*Exercise directions*.
Repeat the entire listing exactly as written.

━━━━

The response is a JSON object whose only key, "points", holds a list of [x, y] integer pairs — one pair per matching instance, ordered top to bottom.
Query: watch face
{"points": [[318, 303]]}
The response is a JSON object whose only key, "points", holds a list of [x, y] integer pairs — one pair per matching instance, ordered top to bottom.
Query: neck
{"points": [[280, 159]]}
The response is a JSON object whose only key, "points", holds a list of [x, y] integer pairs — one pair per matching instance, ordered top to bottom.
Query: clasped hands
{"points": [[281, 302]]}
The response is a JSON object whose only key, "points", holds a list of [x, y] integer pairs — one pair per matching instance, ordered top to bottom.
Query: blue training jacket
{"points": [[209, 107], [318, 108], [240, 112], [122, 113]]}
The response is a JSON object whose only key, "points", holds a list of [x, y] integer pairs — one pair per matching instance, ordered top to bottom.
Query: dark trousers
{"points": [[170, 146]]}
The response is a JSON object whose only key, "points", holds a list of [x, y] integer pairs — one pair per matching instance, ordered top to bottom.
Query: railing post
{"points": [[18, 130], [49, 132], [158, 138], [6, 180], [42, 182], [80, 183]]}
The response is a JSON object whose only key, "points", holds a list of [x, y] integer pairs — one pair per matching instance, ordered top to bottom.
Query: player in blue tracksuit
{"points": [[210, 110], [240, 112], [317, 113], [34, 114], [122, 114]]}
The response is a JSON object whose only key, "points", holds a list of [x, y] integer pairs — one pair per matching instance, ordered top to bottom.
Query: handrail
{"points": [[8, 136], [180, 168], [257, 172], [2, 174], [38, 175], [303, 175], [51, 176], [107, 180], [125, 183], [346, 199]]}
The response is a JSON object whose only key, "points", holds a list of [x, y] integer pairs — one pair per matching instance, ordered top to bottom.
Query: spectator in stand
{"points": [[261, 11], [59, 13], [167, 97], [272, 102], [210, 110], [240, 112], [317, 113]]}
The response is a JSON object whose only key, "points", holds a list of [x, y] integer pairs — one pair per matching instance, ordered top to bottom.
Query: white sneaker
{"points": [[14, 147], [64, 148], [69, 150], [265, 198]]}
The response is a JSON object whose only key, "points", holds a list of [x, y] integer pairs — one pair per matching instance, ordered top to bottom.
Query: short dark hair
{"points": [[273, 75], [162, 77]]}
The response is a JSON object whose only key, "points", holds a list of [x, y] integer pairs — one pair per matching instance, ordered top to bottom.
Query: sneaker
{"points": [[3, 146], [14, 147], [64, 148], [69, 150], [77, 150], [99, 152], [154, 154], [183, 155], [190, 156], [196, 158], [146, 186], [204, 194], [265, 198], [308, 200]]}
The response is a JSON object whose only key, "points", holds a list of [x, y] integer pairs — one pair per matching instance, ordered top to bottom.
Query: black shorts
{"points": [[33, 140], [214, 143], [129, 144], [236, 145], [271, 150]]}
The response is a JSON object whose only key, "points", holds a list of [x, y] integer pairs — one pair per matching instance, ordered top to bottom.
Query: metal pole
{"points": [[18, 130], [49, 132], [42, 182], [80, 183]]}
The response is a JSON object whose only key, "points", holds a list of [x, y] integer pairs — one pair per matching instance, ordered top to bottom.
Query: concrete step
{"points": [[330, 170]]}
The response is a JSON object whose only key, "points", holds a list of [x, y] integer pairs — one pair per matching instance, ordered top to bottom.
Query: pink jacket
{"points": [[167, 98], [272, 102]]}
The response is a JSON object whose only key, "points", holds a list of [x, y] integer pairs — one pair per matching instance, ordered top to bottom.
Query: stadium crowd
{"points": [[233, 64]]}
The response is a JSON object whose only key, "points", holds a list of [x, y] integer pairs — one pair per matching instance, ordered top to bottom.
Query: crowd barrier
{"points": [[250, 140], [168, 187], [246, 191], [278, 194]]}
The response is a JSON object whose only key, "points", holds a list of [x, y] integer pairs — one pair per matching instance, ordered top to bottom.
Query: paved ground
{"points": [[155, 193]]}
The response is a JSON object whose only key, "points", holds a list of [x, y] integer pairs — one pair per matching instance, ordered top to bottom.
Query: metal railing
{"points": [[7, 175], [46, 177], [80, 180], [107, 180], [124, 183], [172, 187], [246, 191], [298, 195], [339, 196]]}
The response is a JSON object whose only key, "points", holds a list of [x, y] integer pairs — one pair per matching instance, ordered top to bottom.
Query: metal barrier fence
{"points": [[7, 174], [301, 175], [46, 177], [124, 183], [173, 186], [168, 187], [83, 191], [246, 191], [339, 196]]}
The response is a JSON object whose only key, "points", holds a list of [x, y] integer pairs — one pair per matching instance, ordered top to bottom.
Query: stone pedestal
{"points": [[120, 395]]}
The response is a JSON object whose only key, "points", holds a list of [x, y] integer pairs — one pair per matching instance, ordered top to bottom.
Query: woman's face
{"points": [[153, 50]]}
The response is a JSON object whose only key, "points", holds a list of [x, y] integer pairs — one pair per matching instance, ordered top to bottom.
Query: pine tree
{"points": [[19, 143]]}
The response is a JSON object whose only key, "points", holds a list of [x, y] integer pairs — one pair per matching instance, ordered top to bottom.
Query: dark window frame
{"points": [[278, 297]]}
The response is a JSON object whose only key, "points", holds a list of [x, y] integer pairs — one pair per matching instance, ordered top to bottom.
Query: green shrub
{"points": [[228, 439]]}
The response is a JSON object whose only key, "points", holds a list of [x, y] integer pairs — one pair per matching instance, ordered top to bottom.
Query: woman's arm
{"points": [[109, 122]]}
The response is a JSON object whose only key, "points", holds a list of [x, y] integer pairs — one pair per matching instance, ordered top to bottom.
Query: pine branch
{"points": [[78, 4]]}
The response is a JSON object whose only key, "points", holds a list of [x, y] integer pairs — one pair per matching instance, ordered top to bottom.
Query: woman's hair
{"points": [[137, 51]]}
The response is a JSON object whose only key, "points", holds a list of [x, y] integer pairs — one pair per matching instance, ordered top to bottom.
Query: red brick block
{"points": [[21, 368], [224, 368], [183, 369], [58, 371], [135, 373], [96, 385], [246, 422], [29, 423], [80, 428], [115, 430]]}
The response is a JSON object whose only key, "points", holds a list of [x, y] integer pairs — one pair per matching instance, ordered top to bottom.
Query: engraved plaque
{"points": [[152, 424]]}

━━━━

*Written solution*.
The response is a JSON object whose only key, "points", holds a list of [x, y] integer pairs — one pair per matching instance, ordered top to bottom.
Query: watch face
{"points": [[318, 303]]}
The response is a JSON object whose only key, "points", holds a list of [x, y] integer pairs — one pair per matching instance, ordered top to bottom.
Query: neck
{"points": [[280, 159]]}
The response is a JSON object whose only key, "points", holds a list of [x, y] integer pairs — one pair per matching instance, ordered top to bottom.
Query: clasped hands
{"points": [[281, 302]]}
The response is a JSON object whose only key, "points", holds a list of [x, y] integer pairs — one pair per matching instance, ordered top to bottom.
Query: blue training jacket
{"points": [[209, 107], [318, 108], [240, 112], [122, 113]]}
The response is a JSON object whose only key, "points", holds a list of [x, y] integer pairs — one pair per matching instance, ordered top to bottom.
Query: dark trousers
{"points": [[170, 146]]}
The response is a JSON object whose only key, "points", holds a list of [x, y] integer pairs — one pair per matching instance, ordered top to bottom.
Query: railing post
{"points": [[18, 130], [49, 132], [158, 138], [6, 180], [42, 182], [80, 183]]}
The response is a JSON object whose only key, "points", holds a list of [x, y] integer pairs — one pair per matching instance, ordered top to bottom.
Query: player in blue tracksuit
{"points": [[210, 110], [240, 112], [317, 113], [34, 114], [122, 114]]}
The response is a JSON object whose only key, "points", holds a list of [x, y] integer pairs — one pair per matching instance, ordered top to bottom.
Query: handrail
{"points": [[8, 136], [180, 168], [257, 172], [2, 174], [38, 175], [303, 175], [51, 176], [107, 180], [125, 183], [346, 199]]}
The response is a JSON object whose only key, "points", holds a list of [x, y] integer pairs — one pair per matching instance, ordered top to bottom.
Query: spectator in stand
{"points": [[261, 11], [59, 13], [167, 97], [272, 102], [210, 110], [240, 112], [317, 113]]}
The response is a JSON object whose only key, "points", holds a list of [x, y] integer pairs — one pair per matching instance, ordered top to bottom.
Query: white sneaker
{"points": [[14, 147], [64, 148], [69, 150], [265, 198]]}
The response is a JSON object whose only key, "points", holds a list of [x, y] integer pairs — one pair per matching instance, ordered top to bottom.
Query: short dark hair
{"points": [[273, 75], [162, 77]]}
The response is a JSON object whose only key, "points", holds a list of [x, y] integer pairs — one pair per matching instance, ordered top to bottom.
Query: sneaker
{"points": [[3, 146], [14, 147], [64, 148], [69, 150], [77, 150], [99, 152], [154, 154], [183, 155], [190, 156], [196, 158], [146, 186], [204, 194], [265, 198], [308, 200]]}
The response is a JSON object whose only key, "points", holds a list of [x, y] integer pairs — one pair per matching instance, ordered top to bottom.
Query: black shorts
{"points": [[33, 140], [214, 143], [129, 144], [236, 145], [271, 150]]}
The response is a JSON object whose only key, "points", holds a list of [x, y] integer pairs — one pair per matching instance, ordered top to bottom.
Query: metal pole
{"points": [[18, 130], [49, 132], [42, 182], [80, 183]]}
The response is a JSON object whose only key, "points", holds a list of [x, y] integer pairs — one pair per matching instance, ordered top to bottom.
Query: concrete step
{"points": [[330, 170]]}
The response is a JSON object whose only key, "points", holds a list of [x, y] integer pairs — one pair per matching instance, ordered top to bottom.
Query: pink jacket
{"points": [[167, 98], [272, 102]]}
The response is a JSON object whose only key, "points", holds a list of [x, y] integer pairs — one pair per matching instance, ordered top to bottom.
Query: stadium crowd
{"points": [[233, 64]]}
The response is a JSON object whose only key, "points", holds a list of [x, y] integer pairs — one pair per matching instance, ordered top to bottom.
Query: crowd barrier
{"points": [[250, 140], [168, 187], [246, 191], [278, 194]]}
The response is a JSON object whose only key, "points", holds a list of [x, y] integer pairs — one pair per matching instance, ordered top to bottom.
Query: paved ground
{"points": [[155, 193]]}
The response is a JSON object whose only key, "points", holds a list of [x, y] integer pairs — one pair per matching instance, ordered top to bottom.
Query: metal railing
{"points": [[7, 175], [46, 177], [80, 180], [107, 180], [124, 183], [172, 187], [246, 191], [298, 195], [339, 196]]}
The response is a JSON object whose only key, "points", holds a list of [x, y] integer pairs — one pair per matching instance, ordered top to bottom.
Query: metal barrier fence
{"points": [[7, 174], [301, 175], [46, 177], [124, 183], [173, 186], [168, 187], [83, 191], [246, 191], [339, 196]]}
The response is a JSON object whose only key, "points", holds a list of [x, y] integer pairs — one pair per matching instance, ordered top to bottom.
Query: stone pedestal
{"points": [[120, 395]]}
The response is a JSON object whose only key, "points", holds a list of [x, y] integer pairs — one pair per matching instance, ordered top to bottom.
Query: woman's face
{"points": [[153, 50]]}
The response is a JSON object whose only key, "points", holds a list of [x, y] integer pairs — one pair per matching instance, ordered top to bottom.
Query: pine tree
{"points": [[19, 143]]}
The response is a JSON object whose only key, "points", holds a list of [x, y] integer pairs — one pair per matching instance, ordered top to bottom.
Query: dark window frame
{"points": [[278, 297]]}
The response is a JSON object whose only key, "points", holds a list of [x, y] integer pairs — one pair per matching instance, ordered top to bottom.
Query: green shrub
{"points": [[228, 439]]}
The response is a JSON object whose only key, "points", holds a list of [x, y] integer pairs — one pair per matching instance, ordered top to bottom.
Query: woman's arm
{"points": [[109, 122]]}
The response is a JSON object whose only key, "points", holds a list of [x, y] integer pairs — one pair per matching instance, ordered top to bottom.
Query: pine branch
{"points": [[78, 4]]}
The response is a JSON object whose only key, "points", holds a list of [x, y] integer pairs — one pair per matching instance, ordered top to bottom.
Query: woman's hair
{"points": [[137, 51]]}
The response is a JSON object whose only key, "points", holds a list of [x, y] integer pairs — one pair per matching instance, ordered top to bottom.
Query: red brick block
{"points": [[21, 368], [224, 368], [183, 369], [58, 371], [135, 373], [96, 385], [246, 422], [29, 423], [80, 428], [115, 430]]}
The response is a JSON object whose only key, "points", holds a list of [x, y] integer pairs — one pair per matching instance, ordered top to bottom.
Query: engraved plaque
{"points": [[152, 424]]}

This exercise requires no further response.